EXERCISE INPUTS ::
○ ○ ○ ○
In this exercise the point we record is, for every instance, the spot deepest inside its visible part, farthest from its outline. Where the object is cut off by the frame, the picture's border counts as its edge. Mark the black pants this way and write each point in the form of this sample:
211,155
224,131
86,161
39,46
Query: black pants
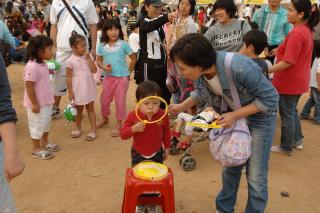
136,157
153,70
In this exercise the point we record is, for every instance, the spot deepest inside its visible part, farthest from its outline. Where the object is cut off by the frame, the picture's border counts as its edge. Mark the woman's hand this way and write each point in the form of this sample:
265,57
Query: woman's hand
172,16
138,127
273,52
227,120
175,109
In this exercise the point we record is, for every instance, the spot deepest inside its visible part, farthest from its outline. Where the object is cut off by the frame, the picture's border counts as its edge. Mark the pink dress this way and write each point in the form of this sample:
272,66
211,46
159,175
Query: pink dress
83,84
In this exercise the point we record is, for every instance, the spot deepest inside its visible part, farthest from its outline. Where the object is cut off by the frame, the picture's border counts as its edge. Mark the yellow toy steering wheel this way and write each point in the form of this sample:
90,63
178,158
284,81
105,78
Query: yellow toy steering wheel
156,121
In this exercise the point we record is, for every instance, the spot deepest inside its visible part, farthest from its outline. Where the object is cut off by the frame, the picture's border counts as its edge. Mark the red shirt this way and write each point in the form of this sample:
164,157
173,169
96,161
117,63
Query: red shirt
152,138
296,49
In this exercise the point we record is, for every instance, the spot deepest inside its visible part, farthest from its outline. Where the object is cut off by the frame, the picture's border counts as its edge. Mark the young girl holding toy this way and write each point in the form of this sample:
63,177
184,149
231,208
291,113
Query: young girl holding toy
151,141
38,96
111,57
81,85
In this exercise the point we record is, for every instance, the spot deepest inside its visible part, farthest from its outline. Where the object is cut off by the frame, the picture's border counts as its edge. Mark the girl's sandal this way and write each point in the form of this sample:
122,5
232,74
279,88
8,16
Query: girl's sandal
102,123
76,133
52,147
42,155
115,132
91,136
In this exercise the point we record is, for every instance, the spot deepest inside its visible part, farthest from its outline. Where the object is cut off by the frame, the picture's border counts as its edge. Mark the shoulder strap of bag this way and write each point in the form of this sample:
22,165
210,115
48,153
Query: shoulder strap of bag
74,17
233,89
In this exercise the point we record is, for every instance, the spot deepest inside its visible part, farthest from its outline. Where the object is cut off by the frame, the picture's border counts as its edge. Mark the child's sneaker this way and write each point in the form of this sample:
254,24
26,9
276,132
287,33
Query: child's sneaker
56,113
153,209
140,209
184,145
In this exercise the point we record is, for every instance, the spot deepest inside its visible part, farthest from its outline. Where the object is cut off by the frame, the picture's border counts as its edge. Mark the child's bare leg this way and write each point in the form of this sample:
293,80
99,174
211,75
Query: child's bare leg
44,139
36,147
178,125
119,123
91,115
79,117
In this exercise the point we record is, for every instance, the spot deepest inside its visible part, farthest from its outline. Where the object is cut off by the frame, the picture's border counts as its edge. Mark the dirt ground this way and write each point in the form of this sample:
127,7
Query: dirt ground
89,176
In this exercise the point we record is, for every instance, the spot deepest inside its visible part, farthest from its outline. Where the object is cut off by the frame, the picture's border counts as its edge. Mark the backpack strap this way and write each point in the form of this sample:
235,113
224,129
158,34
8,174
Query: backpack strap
75,17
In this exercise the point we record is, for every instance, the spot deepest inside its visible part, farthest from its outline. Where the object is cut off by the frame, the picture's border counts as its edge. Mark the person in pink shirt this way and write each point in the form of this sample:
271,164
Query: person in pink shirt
292,72
38,96
81,85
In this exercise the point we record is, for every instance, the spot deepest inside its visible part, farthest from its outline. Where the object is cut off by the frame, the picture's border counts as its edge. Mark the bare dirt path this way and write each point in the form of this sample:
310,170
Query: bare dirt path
89,176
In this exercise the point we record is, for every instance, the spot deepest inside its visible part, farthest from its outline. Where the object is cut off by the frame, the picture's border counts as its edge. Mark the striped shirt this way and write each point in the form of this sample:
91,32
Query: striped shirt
274,24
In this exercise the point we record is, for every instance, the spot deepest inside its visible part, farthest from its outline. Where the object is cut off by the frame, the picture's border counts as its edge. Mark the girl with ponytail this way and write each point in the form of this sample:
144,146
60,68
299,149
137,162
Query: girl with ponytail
292,72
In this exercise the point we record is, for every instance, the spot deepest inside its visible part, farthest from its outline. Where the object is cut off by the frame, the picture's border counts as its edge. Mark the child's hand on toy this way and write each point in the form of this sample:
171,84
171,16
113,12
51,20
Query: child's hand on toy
108,68
71,96
227,119
35,108
174,109
166,153
138,127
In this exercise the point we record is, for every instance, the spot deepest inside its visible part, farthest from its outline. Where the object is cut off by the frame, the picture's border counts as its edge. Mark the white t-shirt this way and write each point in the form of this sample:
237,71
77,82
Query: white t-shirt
134,42
59,15
314,71
215,85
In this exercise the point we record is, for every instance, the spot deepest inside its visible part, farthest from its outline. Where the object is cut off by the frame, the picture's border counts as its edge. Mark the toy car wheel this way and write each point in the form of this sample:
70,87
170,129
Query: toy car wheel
183,156
188,163
174,150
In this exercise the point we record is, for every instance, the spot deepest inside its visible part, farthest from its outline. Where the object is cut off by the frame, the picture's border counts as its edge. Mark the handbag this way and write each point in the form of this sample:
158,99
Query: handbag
231,146
86,33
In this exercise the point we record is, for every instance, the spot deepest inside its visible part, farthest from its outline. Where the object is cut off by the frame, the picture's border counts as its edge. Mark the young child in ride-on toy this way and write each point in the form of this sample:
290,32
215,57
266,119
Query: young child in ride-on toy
206,117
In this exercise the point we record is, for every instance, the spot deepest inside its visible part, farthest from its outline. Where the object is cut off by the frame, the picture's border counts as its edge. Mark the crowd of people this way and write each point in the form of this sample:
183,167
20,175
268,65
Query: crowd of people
177,53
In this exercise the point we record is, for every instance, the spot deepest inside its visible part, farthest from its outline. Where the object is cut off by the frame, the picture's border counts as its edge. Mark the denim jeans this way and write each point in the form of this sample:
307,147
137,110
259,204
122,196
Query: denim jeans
6,200
262,129
291,133
313,101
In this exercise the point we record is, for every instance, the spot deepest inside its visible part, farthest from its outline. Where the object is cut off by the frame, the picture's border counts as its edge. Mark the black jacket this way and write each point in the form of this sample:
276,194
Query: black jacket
152,38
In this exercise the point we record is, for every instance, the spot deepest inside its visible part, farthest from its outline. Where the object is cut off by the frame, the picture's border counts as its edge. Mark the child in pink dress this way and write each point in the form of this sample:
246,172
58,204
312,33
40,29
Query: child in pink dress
81,85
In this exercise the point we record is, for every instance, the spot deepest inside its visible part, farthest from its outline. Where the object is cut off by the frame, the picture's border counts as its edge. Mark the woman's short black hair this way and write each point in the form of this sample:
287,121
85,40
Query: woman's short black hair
147,88
192,4
316,48
75,39
108,25
227,5
305,6
194,50
258,39
36,45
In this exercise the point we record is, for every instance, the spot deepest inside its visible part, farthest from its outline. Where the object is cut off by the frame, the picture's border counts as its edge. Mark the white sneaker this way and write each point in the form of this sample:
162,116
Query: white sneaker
298,147
140,209
154,209
276,149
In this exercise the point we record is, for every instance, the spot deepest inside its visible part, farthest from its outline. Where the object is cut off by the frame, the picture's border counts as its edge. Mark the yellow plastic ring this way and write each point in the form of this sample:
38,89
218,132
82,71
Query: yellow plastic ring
156,121
213,125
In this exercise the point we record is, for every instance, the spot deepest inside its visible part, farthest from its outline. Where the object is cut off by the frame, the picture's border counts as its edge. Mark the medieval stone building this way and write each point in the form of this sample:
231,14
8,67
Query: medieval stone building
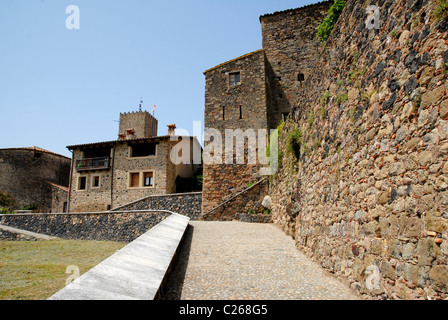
36,178
256,91
107,175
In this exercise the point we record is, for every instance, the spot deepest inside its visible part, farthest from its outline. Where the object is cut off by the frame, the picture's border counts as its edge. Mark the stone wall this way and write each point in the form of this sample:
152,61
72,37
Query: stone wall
102,226
249,200
188,204
364,191
28,175
222,111
142,122
291,49
114,190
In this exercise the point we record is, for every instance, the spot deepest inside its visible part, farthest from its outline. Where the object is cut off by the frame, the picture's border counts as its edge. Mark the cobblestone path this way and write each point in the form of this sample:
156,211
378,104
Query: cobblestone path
244,261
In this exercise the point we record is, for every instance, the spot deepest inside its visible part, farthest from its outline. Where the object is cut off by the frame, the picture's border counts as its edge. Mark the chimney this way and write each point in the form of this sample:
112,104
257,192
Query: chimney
130,134
171,129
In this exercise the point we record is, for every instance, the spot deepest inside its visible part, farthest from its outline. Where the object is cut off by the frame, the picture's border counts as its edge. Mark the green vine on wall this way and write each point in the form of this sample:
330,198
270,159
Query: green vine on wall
325,28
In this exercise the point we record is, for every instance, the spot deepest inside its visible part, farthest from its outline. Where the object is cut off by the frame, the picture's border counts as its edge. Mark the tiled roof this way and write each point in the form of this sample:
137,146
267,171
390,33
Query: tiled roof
296,9
37,149
114,142
242,57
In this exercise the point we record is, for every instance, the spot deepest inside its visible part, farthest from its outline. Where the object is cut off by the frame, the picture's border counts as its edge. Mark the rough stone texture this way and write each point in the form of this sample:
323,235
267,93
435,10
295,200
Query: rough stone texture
291,49
369,189
104,226
114,190
246,261
188,204
222,112
142,123
34,176
247,201
269,85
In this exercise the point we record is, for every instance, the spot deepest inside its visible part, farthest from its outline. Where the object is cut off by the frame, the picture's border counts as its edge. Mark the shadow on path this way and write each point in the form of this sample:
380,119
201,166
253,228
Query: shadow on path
175,280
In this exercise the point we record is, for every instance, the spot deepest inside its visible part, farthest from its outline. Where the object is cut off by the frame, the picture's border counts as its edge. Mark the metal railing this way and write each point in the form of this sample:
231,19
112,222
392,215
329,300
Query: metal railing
93,164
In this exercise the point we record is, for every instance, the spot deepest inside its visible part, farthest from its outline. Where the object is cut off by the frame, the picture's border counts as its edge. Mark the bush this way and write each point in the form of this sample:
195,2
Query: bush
294,143
5,211
6,200
325,28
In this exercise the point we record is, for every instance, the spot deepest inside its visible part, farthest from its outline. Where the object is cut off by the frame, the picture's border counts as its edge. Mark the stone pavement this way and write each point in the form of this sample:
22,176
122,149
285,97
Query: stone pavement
246,261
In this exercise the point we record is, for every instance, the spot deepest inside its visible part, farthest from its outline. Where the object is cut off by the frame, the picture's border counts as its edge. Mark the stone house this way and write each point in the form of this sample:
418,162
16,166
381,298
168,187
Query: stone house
257,90
110,174
36,178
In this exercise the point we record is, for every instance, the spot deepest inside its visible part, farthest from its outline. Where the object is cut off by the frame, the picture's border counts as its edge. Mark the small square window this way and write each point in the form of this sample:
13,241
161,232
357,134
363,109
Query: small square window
148,179
96,182
134,180
234,78
82,183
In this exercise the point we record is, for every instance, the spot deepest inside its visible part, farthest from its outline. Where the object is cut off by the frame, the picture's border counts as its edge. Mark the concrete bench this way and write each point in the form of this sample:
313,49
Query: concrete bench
136,272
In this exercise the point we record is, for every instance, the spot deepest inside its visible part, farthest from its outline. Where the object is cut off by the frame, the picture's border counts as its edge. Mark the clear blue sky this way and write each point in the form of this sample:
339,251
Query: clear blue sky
62,87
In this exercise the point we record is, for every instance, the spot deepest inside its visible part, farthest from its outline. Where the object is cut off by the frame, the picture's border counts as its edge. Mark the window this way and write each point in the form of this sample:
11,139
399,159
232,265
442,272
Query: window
144,179
148,179
96,182
82,183
234,78
134,180
143,150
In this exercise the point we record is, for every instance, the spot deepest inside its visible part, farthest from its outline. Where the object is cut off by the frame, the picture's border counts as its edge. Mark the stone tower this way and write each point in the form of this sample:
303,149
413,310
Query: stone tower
137,125
256,91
○ ○ ○ ○
GOAL OF THE EXERCISE :: All lines from the one that contains "Mark the window" through the end of the material are to be quoted exactly, with both ends included.

TASK RESULT ::
In this exercise the point we record is, for every instance, the spot deepest inside its visible part, farthest from its outline. Where the object is cut off by the frame, the picture's border counts as its edge. Mark the window this way and write each point in the form of this sample:
11,139
399,159
232,265
442,272
Query: window
144,179
148,179
96,182
82,183
234,78
134,180
143,150
In this exercise the point we record is, for every instance, the spot deepest inside its visible part, farthest from its outline. Where the object is cut off by the frame, the picture's border counts as its edge. Mark the stone tower this way and write each point in the form of this sample:
303,149
413,310
Query: stone tower
137,125
256,91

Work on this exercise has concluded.